Extrait du texte |
....................
Cyril Mokaiesh, entre oud et synthés

Comme un voyage au creux des ramifications de son arbre généalogique, comme une passerelle secrète entre le Liban de ses racines et la France de ses ailes, le chanteur vient de sortir son album « Paris-Beyrouth »...

Cyril Mokaiesh sur l’escalier de Gemmayzé, à Beyrouth. Photo DR

La France l’avait découvert en 2011, à la faveur de l’album Du rouge et des passions dont les textes, comme des coups de poing, et la texture de feu follet avaient laissé supposer que les fées Brel, Ferré et Gainsbourg se seraient penchées, depuis l’au-delà, sur son berceau. Mais au lieu de lui construire un arbre généalogique fantasmé, il aurait suffi de s’attarder un instant sur le patronyme du garçon pour y déceler un parfum méditerranéen, des racines orientales, quelque chose même de libanais. Des racines que Cyril Mokaiesh, « après avoir embarqué, à l’improviste, pour un vol en direction de Beyrouth », a décidé de déchiffrer avant, une fois de retour à Paris, de les enrubanner dans les sonorités résolument électro du producteur Valentin Montu pour donner naissance à son opus Paris-Beyrouth.
....................
À faire |
a) Répondez s'il vous plaît à ces questions sur l'article consacré à Cyril Mokaiesh, une réponse par ligne :
(i) Quel est le titre de l'album que le chanteur vient de sortir ?
(ii) Où Cyril Mokaiesh se trouve-t-il sur la photo ?
(iii) Quel producteur a apporté les sonorités électro à l'album ?
b) Réécrivez le passage de l'article sur Cyril Mokaiesh qui va de "La France l’avait" jusqu'à "son opus Paris-Beyrouth.", en remplaçant "électro" par "acoustiques".

Extrait des données |
....................
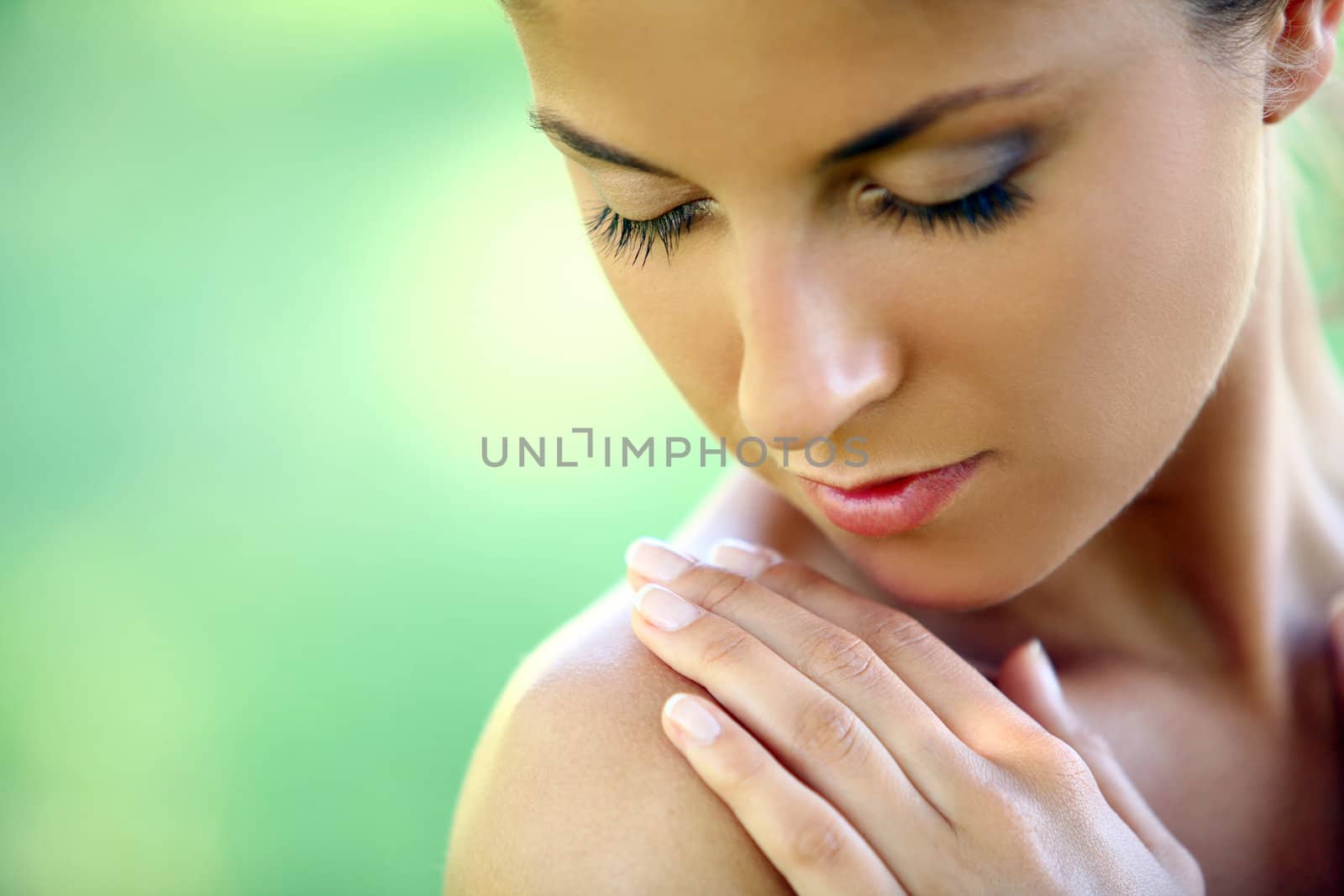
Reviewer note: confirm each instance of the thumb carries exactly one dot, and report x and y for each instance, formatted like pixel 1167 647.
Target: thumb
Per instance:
....................
Réponses par tâche |
a)
(i) « Paris-Beyrouth »
(ii) Sur l'escalier de Gemmayzé, à Beyrouth
(iii) Valentin Montu

b)
La France l’avait découvert en 2011, à la faveur de l’album Du rouge et des passions dont les textes, comme des coups de poing, et la texture de feu follet avaient laissé supposer que les fées Brel, Ferré et Gainsbourg se seraient penchées, depuis l’au-delà, sur son berceau. Mais au lieu de lui construire un arbre généalogique fantasmé, il aurait suffi de s’attarder un instant sur le patronyme du garçon pour y déceler un parfum méditerranéen, des racines orientales, quelque chose même de libanais. Des racines que Cyril Mokaiesh, « après avoir embarqué, à l’improviste, pour un vol en direction de Beyrouth », a décidé de déchiffrer avant, une fois de retour à Paris, de les enrubanner dans les sonorités résolument acoustiques du producteur Valentin Montu pour donner naissance à son opus Paris-Beyrouth.